Records for the task ->
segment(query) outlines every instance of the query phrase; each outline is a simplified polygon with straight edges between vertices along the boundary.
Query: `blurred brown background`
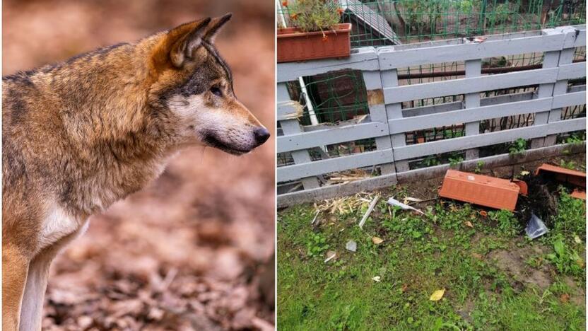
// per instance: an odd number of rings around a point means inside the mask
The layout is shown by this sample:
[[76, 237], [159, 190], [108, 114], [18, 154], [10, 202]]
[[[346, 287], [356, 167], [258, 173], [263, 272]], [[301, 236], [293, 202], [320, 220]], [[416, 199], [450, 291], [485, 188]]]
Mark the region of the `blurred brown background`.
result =
[[54, 263], [44, 330], [264, 329], [274, 324], [271, 0], [3, 1], [3, 75], [233, 13], [217, 38], [237, 97], [272, 134], [242, 157], [187, 150], [94, 216]]

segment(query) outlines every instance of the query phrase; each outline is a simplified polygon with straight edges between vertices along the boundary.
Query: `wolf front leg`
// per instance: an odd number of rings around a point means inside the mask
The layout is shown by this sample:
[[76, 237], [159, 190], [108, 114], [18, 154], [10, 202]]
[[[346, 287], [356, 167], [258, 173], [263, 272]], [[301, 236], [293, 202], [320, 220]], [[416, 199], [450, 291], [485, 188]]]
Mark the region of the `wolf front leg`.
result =
[[44, 251], [35, 257], [29, 265], [20, 309], [20, 331], [41, 330], [49, 267], [54, 257], [52, 252]]
[[26, 287], [23, 296], [20, 331], [41, 331], [43, 320], [43, 303], [47, 284], [49, 281], [49, 269], [51, 267], [51, 262], [64, 247], [86, 232], [88, 226], [88, 223], [84, 222], [80, 228], [43, 249], [30, 261]]
[[9, 243], [2, 245], [2, 330], [18, 331], [29, 259]]

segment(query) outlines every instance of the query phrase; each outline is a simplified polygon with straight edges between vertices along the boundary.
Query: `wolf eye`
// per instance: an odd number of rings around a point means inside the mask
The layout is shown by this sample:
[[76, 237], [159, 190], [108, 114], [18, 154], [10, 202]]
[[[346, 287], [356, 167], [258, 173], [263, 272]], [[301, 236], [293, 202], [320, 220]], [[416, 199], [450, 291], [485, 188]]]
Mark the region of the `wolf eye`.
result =
[[213, 86], [211, 88], [211, 93], [217, 96], [223, 96], [223, 91], [220, 91], [220, 89], [216, 86]]

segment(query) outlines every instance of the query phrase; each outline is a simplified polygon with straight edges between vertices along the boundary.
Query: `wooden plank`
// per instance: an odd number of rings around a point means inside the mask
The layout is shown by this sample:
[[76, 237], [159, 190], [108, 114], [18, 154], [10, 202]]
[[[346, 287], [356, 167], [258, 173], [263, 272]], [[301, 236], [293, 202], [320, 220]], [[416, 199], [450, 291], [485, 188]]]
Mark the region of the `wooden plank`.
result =
[[553, 83], [557, 75], [558, 68], [550, 68], [393, 88], [384, 87], [384, 99], [387, 105], [529, 84]]
[[[286, 83], [278, 83], [276, 87], [276, 100], [278, 103], [290, 101], [290, 95]], [[284, 137], [302, 132], [302, 128], [298, 120], [286, 120], [280, 121], [282, 132]], [[292, 158], [295, 164], [306, 163], [311, 161], [310, 154], [307, 151], [295, 151], [292, 152]], [[302, 178], [302, 186], [305, 189], [316, 188], [319, 187], [319, 180], [316, 177]]]
[[[517, 39], [525, 38], [529, 37], [537, 37], [543, 35], [541, 30], [533, 30], [529, 31], [515, 32], [510, 33], [501, 33], [497, 35], [485, 35], [483, 37], [486, 39], [486, 42], [503, 40], [505, 39]], [[464, 43], [463, 38], [453, 38], [453, 39], [442, 39], [440, 40], [429, 40], [421, 42], [413, 42], [410, 44], [402, 44], [399, 45], [389, 46], [387, 47], [379, 47], [378, 50], [387, 49], [389, 51], [391, 50], [406, 50], [414, 49], [423, 49], [433, 47], [457, 45]]]
[[374, 47], [353, 50], [349, 57], [325, 59], [304, 62], [278, 64], [278, 83], [295, 81], [300, 76], [314, 76], [329, 71], [353, 69], [363, 71], [378, 70], [377, 54]]
[[[559, 63], [560, 54], [561, 51], [558, 52], [547, 52], [543, 57], [543, 69], [557, 69], [559, 71], [559, 68], [557, 68]], [[547, 98], [553, 95], [553, 86], [555, 82], [548, 82], [539, 83], [539, 88], [537, 90], [537, 96], [539, 98]], [[533, 125], [543, 125], [547, 123], [549, 118], [549, 112], [539, 112], [535, 114], [535, 120]], [[531, 148], [536, 149], [545, 146], [545, 138], [537, 137], [531, 141]]]
[[459, 110], [438, 112], [423, 116], [391, 120], [390, 133], [422, 130], [444, 125], [481, 121], [490, 118], [527, 114], [551, 110], [551, 98], [533, 99], [510, 103], [501, 103]]
[[486, 40], [483, 42], [452, 45], [438, 47], [400, 50], [382, 47], [379, 50], [382, 70], [405, 68], [432, 63], [453, 62], [517, 54], [556, 51], [562, 49], [565, 35], [555, 33], [524, 38], [499, 40]]
[[280, 101], [276, 108], [276, 120], [296, 120], [302, 116], [302, 105], [294, 100]]
[[[384, 88], [394, 88], [398, 86], [398, 71], [396, 69], [383, 71], [380, 74], [382, 77], [382, 86]], [[385, 100], [385, 97], [384, 97]], [[402, 105], [400, 103], [391, 103], [385, 105], [386, 115], [388, 120], [396, 118], [402, 118]], [[406, 144], [406, 139], [404, 133], [392, 134], [390, 136], [392, 149], [396, 146]], [[394, 171], [404, 171], [408, 168], [408, 162], [397, 162], [394, 160]]]
[[[477, 167], [478, 163], [481, 161], [484, 163], [485, 166], [499, 167], [532, 162], [544, 158], [563, 155], [564, 153], [566, 154], [584, 153], [585, 149], [585, 144], [560, 144], [527, 150], [521, 153], [520, 155], [517, 156], [516, 158], [513, 158], [509, 154], [500, 154], [476, 160], [465, 161], [461, 165], [465, 170], [471, 171]], [[283, 208], [295, 204], [354, 194], [360, 192], [384, 189], [394, 185], [397, 182], [401, 182], [403, 184], [418, 183], [422, 180], [442, 177], [449, 168], [449, 164], [445, 164], [406, 171], [398, 174], [398, 181], [396, 180], [396, 175], [379, 176], [345, 184], [323, 186], [313, 190], [278, 194], [277, 204], [278, 208]]]
[[374, 151], [278, 168], [278, 182], [392, 162], [392, 150]]
[[[482, 60], [477, 59], [466, 61], [466, 78], [476, 78], [481, 75]], [[464, 95], [464, 105], [466, 108], [476, 108], [480, 107], [480, 93], [478, 92], [467, 93]], [[466, 122], [466, 136], [475, 136], [480, 133], [480, 122], [478, 121], [463, 121]], [[466, 160], [478, 158], [477, 149], [466, 151]]]
[[[384, 94], [382, 89], [381, 71], [363, 71], [363, 81], [365, 82], [365, 89], [368, 91], [368, 100], [370, 91], [378, 91], [379, 98], [372, 98], [372, 102], [368, 102], [370, 108], [370, 117], [373, 122], [378, 122], [384, 124], [386, 137], [378, 137], [376, 138], [376, 148], [379, 151], [391, 149], [392, 142], [388, 132], [388, 115], [386, 112], [386, 106], [384, 105]], [[394, 157], [392, 158], [394, 159]], [[394, 160], [393, 160], [394, 161]], [[389, 175], [396, 173], [394, 164], [387, 163], [380, 165], [380, 171], [382, 175]]]
[[[563, 27], [564, 33], [567, 33], [563, 42], [563, 48], [579, 47], [586, 46], [586, 25], [581, 27]], [[577, 33], [576, 33], [577, 30]]]
[[[575, 88], [575, 87], [574, 88]], [[489, 98], [483, 98], [480, 100], [480, 105], [482, 106], [498, 105], [500, 103], [516, 103], [531, 100], [535, 95], [534, 92], [522, 92], [520, 93], [506, 94]], [[415, 107], [413, 108], [404, 108], [402, 110], [404, 117], [412, 117], [413, 116], [422, 116], [439, 112], [450, 112], [463, 108], [462, 101], [445, 103], [439, 105], [433, 105], [425, 107]]]
[[529, 139], [544, 137], [547, 134], [579, 131], [585, 128], [586, 120], [584, 118], [568, 120], [542, 125], [489, 132], [477, 136], [462, 137], [399, 147], [394, 149], [394, 158], [396, 160], [406, 160], [428, 155], [514, 141], [519, 138]]
[[278, 137], [276, 139], [277, 151], [283, 153], [377, 137], [387, 137], [387, 127], [385, 123], [376, 122]]
[[[575, 32], [575, 30], [573, 30]], [[574, 34], [575, 37], [575, 33]], [[558, 66], [560, 69], [559, 74], [558, 75], [558, 81], [555, 82], [555, 85], [553, 86], [553, 95], [561, 95], [565, 94], [568, 92], [568, 79], [565, 77], [570, 77], [573, 76], [573, 74], [562, 74], [562, 72], [565, 72], [566, 71], [569, 71], [566, 69], [568, 66], [572, 65], [572, 62], [574, 60], [574, 48], [566, 48], [562, 50], [560, 52], [560, 58], [559, 61], [558, 62]], [[574, 69], [575, 70], [582, 70], [582, 72], [580, 74], [582, 76], [586, 75], [586, 62], [583, 62], [582, 64], [584, 64], [583, 68], [577, 68], [575, 66], [574, 66]], [[553, 122], [557, 122], [561, 120], [561, 108], [553, 108], [548, 114], [548, 123], [552, 123]], [[550, 146], [553, 145], [555, 144], [557, 141], [557, 136], [555, 134], [552, 134], [551, 136], [546, 137], [543, 139], [543, 146]]]
[[[573, 50], [572, 50], [573, 54]], [[560, 64], [558, 81], [575, 79], [586, 77], [586, 62], [576, 62], [570, 64]]]
[[584, 103], [586, 103], [586, 91], [582, 91], [555, 95], [551, 108], [563, 108], [564, 107], [584, 105]]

Set exercise ->
State how many lines in the rows above contain the string "background", treating uppercase and lowercase as different. Give only the number.

Full output ->
2